Dataset entries:
+ + + +

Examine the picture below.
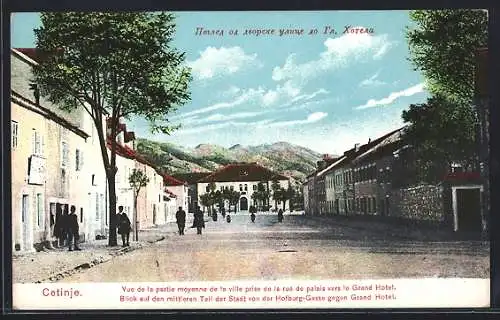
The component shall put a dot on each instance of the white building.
(243, 178)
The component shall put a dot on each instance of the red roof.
(243, 172)
(170, 193)
(454, 176)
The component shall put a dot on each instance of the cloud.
(372, 81)
(245, 96)
(392, 97)
(282, 96)
(340, 52)
(311, 118)
(218, 117)
(285, 91)
(221, 61)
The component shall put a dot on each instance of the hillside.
(282, 157)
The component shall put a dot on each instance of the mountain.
(283, 157)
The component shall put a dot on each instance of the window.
(39, 210)
(97, 209)
(36, 143)
(64, 154)
(103, 208)
(78, 160)
(15, 129)
(63, 181)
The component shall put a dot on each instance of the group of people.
(66, 229)
(198, 221)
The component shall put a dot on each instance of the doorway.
(467, 209)
(25, 232)
(243, 204)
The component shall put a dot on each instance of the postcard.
(249, 160)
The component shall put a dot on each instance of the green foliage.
(441, 133)
(119, 63)
(442, 45)
(138, 179)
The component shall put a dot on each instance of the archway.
(243, 204)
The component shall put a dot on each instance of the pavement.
(299, 248)
(59, 263)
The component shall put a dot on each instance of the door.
(25, 223)
(154, 213)
(469, 210)
(243, 204)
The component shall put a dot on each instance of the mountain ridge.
(283, 157)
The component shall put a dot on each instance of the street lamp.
(481, 103)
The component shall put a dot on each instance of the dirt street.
(294, 249)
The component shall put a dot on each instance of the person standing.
(199, 222)
(180, 216)
(73, 230)
(280, 215)
(124, 228)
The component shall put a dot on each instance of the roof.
(243, 172)
(191, 177)
(171, 181)
(331, 166)
(170, 193)
(376, 147)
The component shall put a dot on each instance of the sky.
(324, 91)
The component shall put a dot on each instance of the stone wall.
(422, 203)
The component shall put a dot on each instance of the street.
(298, 248)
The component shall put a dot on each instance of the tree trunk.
(135, 218)
(112, 241)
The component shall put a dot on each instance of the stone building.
(243, 178)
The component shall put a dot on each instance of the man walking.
(73, 230)
(199, 222)
(180, 215)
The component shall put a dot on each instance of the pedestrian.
(180, 216)
(73, 230)
(124, 227)
(199, 222)
(58, 226)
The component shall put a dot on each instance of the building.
(178, 188)
(244, 178)
(191, 178)
(372, 171)
(44, 186)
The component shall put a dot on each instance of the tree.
(117, 65)
(286, 195)
(137, 179)
(441, 133)
(442, 45)
(276, 187)
(206, 200)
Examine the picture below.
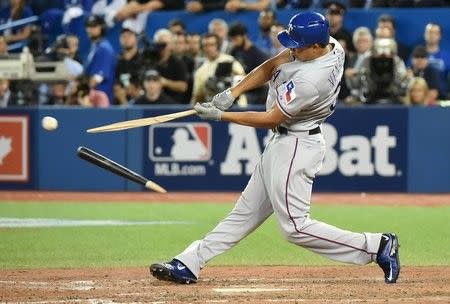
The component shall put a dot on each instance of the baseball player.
(304, 84)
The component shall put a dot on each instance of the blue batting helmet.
(305, 29)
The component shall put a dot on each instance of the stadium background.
(97, 264)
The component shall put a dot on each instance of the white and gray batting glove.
(223, 100)
(208, 111)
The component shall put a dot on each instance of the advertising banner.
(14, 148)
(365, 152)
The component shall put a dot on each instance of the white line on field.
(6, 222)
(247, 289)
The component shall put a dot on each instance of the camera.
(151, 52)
(58, 50)
(382, 70)
(221, 79)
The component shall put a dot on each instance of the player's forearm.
(260, 75)
(251, 119)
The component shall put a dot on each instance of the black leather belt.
(284, 131)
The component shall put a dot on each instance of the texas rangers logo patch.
(287, 92)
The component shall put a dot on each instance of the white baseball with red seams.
(49, 123)
(306, 93)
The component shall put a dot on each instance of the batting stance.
(304, 84)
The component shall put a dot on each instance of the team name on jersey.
(335, 76)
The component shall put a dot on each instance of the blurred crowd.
(179, 67)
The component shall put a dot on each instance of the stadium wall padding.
(377, 149)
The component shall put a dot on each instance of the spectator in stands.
(100, 64)
(417, 92)
(219, 27)
(363, 42)
(335, 11)
(72, 50)
(249, 5)
(57, 93)
(198, 6)
(267, 18)
(277, 47)
(177, 27)
(181, 50)
(86, 96)
(3, 46)
(153, 91)
(17, 10)
(173, 71)
(387, 22)
(382, 78)
(250, 57)
(437, 57)
(75, 9)
(421, 68)
(194, 49)
(6, 96)
(129, 64)
(65, 46)
(407, 3)
(295, 4)
(216, 73)
(135, 7)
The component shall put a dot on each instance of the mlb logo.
(14, 148)
(180, 142)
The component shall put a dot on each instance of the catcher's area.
(340, 284)
(270, 284)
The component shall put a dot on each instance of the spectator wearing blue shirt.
(249, 5)
(16, 11)
(437, 57)
(267, 18)
(421, 68)
(100, 64)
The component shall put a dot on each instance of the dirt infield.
(269, 284)
(339, 284)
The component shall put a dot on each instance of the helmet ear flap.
(305, 29)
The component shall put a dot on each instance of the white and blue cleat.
(388, 258)
(174, 271)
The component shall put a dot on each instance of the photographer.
(382, 77)
(250, 57)
(173, 71)
(129, 64)
(216, 73)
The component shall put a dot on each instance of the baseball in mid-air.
(49, 123)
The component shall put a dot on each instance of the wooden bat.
(105, 163)
(135, 123)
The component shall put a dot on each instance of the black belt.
(284, 131)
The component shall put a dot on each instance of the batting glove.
(223, 100)
(208, 111)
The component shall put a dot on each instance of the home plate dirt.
(271, 284)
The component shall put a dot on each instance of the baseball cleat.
(174, 271)
(388, 258)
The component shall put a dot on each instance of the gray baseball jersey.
(282, 181)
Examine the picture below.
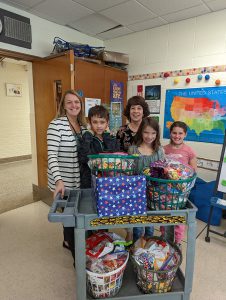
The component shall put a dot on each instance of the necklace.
(73, 128)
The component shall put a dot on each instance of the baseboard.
(14, 158)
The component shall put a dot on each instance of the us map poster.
(202, 109)
(221, 175)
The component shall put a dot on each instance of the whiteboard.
(221, 175)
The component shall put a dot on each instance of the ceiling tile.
(216, 4)
(163, 7)
(25, 4)
(187, 13)
(114, 33)
(62, 12)
(128, 13)
(98, 5)
(93, 24)
(147, 24)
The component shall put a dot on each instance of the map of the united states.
(198, 113)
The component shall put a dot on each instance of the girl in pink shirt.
(178, 151)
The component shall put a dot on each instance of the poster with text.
(90, 102)
(202, 109)
(153, 98)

+ + + +

• PROBLEM STATEMENT
Each record above is to be copied out exactly; its pictures are not.

• TASK RESPONSE
Examine the picture below.
The component shall put a dot on each instance of the white building.
(243, 178)
The component shall put a dot on each instance of the red roof.
(243, 172)
(170, 193)
(454, 176)
The component shall put a dot on each instance of the cloud.
(372, 81)
(245, 96)
(392, 97)
(282, 96)
(340, 52)
(311, 118)
(218, 117)
(285, 91)
(221, 61)
The component shall put a dot on each instance of the hillside.
(282, 157)
The component shall put a dot on each instance of the mountain.
(283, 157)
The component shall put a dot on each instance of the window.
(39, 210)
(97, 209)
(36, 143)
(64, 154)
(103, 208)
(78, 160)
(15, 129)
(63, 181)
The component shall put a dot on each instance of the group of people.
(66, 229)
(198, 221)
The component shall put a dot on each instance of the doorway.
(467, 209)
(25, 232)
(243, 204)
The component shall put a dot on each instance of the postcard.
(249, 160)
The component shall put a dot on each instance of the green foliage.
(441, 133)
(119, 63)
(442, 45)
(138, 179)
The component shall put a dot on each instance of the archway.
(243, 204)
The component shall put a dot on each instance of the pavement.
(299, 248)
(59, 263)
The component shall put a dot on each instance of the door.
(25, 223)
(154, 213)
(469, 210)
(243, 204)
The component shall put a dot on each instance of the mountain ridge.
(283, 157)
The component shall put a dot on each instance of the street lamp.
(481, 103)
The component shall put a dot on each instance of the dirt street.
(294, 249)
The component shall put a dot on each instance of the person standing.
(199, 222)
(180, 216)
(73, 230)
(280, 215)
(124, 228)
The component shall put a dot on each instance of the roof.
(243, 172)
(191, 177)
(171, 181)
(331, 166)
(170, 193)
(376, 147)
The component shall put a dot on each instance of the sky.
(324, 91)
The component shall put a dot on each instance of the stone wall.
(422, 203)
The component shall put a dot on each instance of the street.
(298, 248)
The component shall put a dot on each instance of the tree trunk.
(135, 218)
(112, 241)
The component shall put a dot on each instance of the stone building.
(243, 178)
The component shall put a dot on each instance of the man walking.
(73, 230)
(199, 222)
(180, 215)
The component shall put a dot on each instance of the pedestrian.
(180, 216)
(73, 230)
(124, 227)
(199, 222)
(58, 226)
The component shall put a dot on each instance of the building.
(178, 188)
(244, 178)
(191, 178)
(372, 171)
(44, 186)
The component shall put a dot on each instance of the tree.
(117, 65)
(286, 195)
(137, 179)
(441, 133)
(442, 45)
(276, 187)
(206, 200)
Examine the picture below.
The component shall put a dot on each instance of the baseball player.
(304, 84)
The component shall put a dot on each instance of the blue batting helmet.
(305, 29)
The component shall put a dot on each instance of the stadium background.
(97, 264)
The component shall put a dot on each instance of the white and gray batting glove.
(223, 100)
(208, 111)
The component shall put a dot on each instance of the advertising banner.
(14, 148)
(365, 152)
The component shall put a dot on each instance of the white line on field.
(6, 222)
(247, 289)
The component shall put a dot on each instance of the camera.
(151, 52)
(58, 50)
(382, 70)
(221, 79)
The component shall put a dot on each instance of the player's forearm.
(260, 75)
(251, 119)
The component shall put a dot on each instance of the black leather belt.
(284, 131)
The component shall put a dot on each instance of the texas rangers logo patch.
(287, 92)
The component shall put a dot on each instance of the white baseball with red seams.
(49, 123)
(306, 93)
The component shall put a dot on each instance of the batting stance.
(304, 84)
The component shall put a dot on each instance of the team name on jersey.
(335, 76)
The component shall put a dot on each instance of the blurred crowd.
(179, 67)
The component shall put a dot on each instance of the stadium wall padding.
(377, 149)
The component shall put a dot on each instance of the spectator in stands.
(100, 64)
(417, 92)
(219, 27)
(363, 42)
(335, 11)
(72, 50)
(249, 5)
(57, 93)
(198, 6)
(267, 18)
(277, 47)
(177, 27)
(181, 50)
(86, 96)
(3, 46)
(153, 91)
(17, 10)
(173, 71)
(387, 22)
(382, 78)
(250, 57)
(437, 57)
(75, 9)
(421, 68)
(194, 49)
(6, 96)
(129, 64)
(65, 46)
(407, 3)
(295, 4)
(216, 73)
(135, 7)
The component shall put a dot on each instance of the mlb logo.
(14, 148)
(180, 142)
The component shall put a dot on each instance of the catcher's area.
(340, 284)
(270, 284)
The component shall put a dot on each instance of the spectator wearing blue shirt.
(249, 5)
(16, 11)
(437, 57)
(267, 18)
(421, 68)
(100, 64)
The component shall put a dot on each instance of the dirt infield.
(269, 284)
(339, 284)
The component shall put a dot on each instance of the helmet ear flap.
(305, 29)
The component shall put a dot on each instance of the white and blue cleat.
(388, 258)
(174, 271)
The component shall put a dot on each instance of the photographer.
(382, 77)
(250, 57)
(173, 71)
(129, 64)
(216, 73)
The component shall put a dot on each instance of the baseball in mid-air.
(49, 123)
The component shall put a dot on each instance of the wooden bat.
(105, 163)
(135, 123)
The component shall put a dot on each instance of the black belt.
(284, 131)
The component shall put a dot on each instance of the batting glove.
(223, 100)
(208, 111)
The component shall put a dot on each instance of the home plate dirt.
(271, 284)
The component shall put a dot on each instance of the baseball cleat.
(174, 271)
(388, 258)
The component shall put a dot on each instance of the gray baseball jersey.
(282, 181)
Examine the picture below.
The component shall put a dot on each instance of the necklace.
(73, 128)
The component shall put a dot on each instance of the baseboard.
(14, 158)
The component shall put a dot on each instance of the us map poster.
(202, 109)
(221, 175)
The component shall put a dot on each instance of the whiteboard.
(221, 175)
The component shall put a dot on each instance of the ceiling tile.
(216, 4)
(163, 7)
(25, 4)
(187, 13)
(114, 33)
(62, 12)
(128, 13)
(98, 5)
(93, 24)
(147, 24)
The component shall put a dot on each instance of the map of the united states.
(198, 113)
The component shall put a dot on each instance of the girl in pink shirt.
(178, 151)
The component shall put a dot on each instance of the poster with text.
(90, 102)
(202, 109)
(153, 98)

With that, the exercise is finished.